#### OBJECTIVE 1
Rewrite the passage of the interview below, starting with "Twice, after my" and going on through "it help people?", with "humorous" changed to "funny".

#### EXTRACT
A strong, high-performance sales team is critical to a successful business. But what makes a sales team successful, and what strategies can leaders use to create one that’s highly successful? To address these questions, we're talking to CROs and sales executives about "How To Turn a Good Sales Team into a Great One." As a part of this series, I had the pleasure of interviewing Brian Will.
Thank you for doing this with us! Before we begin, our readers would like to learn a bit more about you. Can you tell us what brought you to this career path?
That story goes back to my childhood. I grew up in an abusive home and failed high school in my junior year. I managed to graduate but was an angry young man with a giant chip on my shoulder. Because of my issues with authority, I kept getting fired and struggled to hold a job. At the age of 21, I finally decided that my best shot would be starting my own business.
The first company I started was a landscaping company. I didn’t have any idea what I was doing but I figured anybody could mow grass and plant bushes. Since then, I have done four more startups in insurance and technology and now restaurants and real estate. I sold two companies to venture capitalists and one to a private equity company.
Can you share an interesting or amusing story that has occurred to you in your career so far? What lesson was learned?
Twice, after my companies were acquired, I was told that I wasn’t qualified to run them anymore because I didn’t have a college degree. I was good enough to build it and sell it, but not good enough to run it after the sale. I always found that quite humorous. The first time it hurt my feelings, the second time I laughed it off. I took the money and went and built another company and sold it again to a different venture capitalist.
Are you working on any exciting new projects now? How will it help people?

#### SUPPLIED RECORDS
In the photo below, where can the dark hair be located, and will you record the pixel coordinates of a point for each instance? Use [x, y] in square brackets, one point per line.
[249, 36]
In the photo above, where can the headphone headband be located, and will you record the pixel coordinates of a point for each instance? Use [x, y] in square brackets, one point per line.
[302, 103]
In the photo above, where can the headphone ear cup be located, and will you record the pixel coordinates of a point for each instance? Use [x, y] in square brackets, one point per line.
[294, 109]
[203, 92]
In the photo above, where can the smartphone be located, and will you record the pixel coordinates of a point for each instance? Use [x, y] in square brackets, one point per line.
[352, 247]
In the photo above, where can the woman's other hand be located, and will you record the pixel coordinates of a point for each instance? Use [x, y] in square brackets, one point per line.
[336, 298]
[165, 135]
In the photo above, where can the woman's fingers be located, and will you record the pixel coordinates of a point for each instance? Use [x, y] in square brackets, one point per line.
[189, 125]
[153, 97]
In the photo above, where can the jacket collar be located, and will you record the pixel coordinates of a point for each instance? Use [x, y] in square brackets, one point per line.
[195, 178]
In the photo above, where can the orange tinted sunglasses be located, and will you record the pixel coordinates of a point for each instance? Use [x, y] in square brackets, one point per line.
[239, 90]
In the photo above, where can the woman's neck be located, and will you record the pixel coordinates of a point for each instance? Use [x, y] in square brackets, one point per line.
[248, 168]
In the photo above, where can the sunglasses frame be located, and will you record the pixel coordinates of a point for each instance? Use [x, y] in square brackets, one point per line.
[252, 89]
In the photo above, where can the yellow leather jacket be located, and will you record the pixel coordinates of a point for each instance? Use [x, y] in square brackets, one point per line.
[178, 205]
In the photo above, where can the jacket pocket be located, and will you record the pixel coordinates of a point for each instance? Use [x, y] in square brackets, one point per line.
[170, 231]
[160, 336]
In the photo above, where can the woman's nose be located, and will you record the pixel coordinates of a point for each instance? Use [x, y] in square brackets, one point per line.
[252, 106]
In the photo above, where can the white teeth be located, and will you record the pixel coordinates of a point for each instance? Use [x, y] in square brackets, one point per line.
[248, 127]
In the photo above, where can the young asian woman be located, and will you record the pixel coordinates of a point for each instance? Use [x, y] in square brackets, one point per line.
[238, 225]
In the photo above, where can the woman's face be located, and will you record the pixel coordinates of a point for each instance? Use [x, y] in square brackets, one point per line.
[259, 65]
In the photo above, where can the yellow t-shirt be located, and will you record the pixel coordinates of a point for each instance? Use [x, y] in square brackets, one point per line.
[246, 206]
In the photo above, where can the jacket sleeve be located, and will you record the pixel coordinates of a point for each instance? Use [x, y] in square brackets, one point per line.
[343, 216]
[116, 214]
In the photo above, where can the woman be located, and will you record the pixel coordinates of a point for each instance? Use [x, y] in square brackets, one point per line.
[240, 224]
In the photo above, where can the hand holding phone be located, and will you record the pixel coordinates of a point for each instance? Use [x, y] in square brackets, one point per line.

#### OBJECTIVE 2
Copy out every row above that contains the word "sunglasses".

#### COMPLETE OUTPUT 1
Twice, after my companies were acquired, I was told that I wasn’t qualified to run them anymore because I didn’t have a college degree. I was good enough to build it and sell it, but not good enough to run it after the sale. I always found that quite funny. The first time it hurt my feelings, the second time I laughed it off. I took the money and went and built another company and sold it again to a different venture capitalist.
Are you working on any exciting new projects now? How will it help people?

#### COMPLETE OUTPUT 2
In the photo above, where can the orange tinted sunglasses be located, and will you record the pixel coordinates of a point for each instance? Use [x, y] in square brackets, one point per line.
In the photo above, where can the sunglasses frame be located, and will you record the pixel coordinates of a point for each instance? Use [x, y] in square brackets, one point per line.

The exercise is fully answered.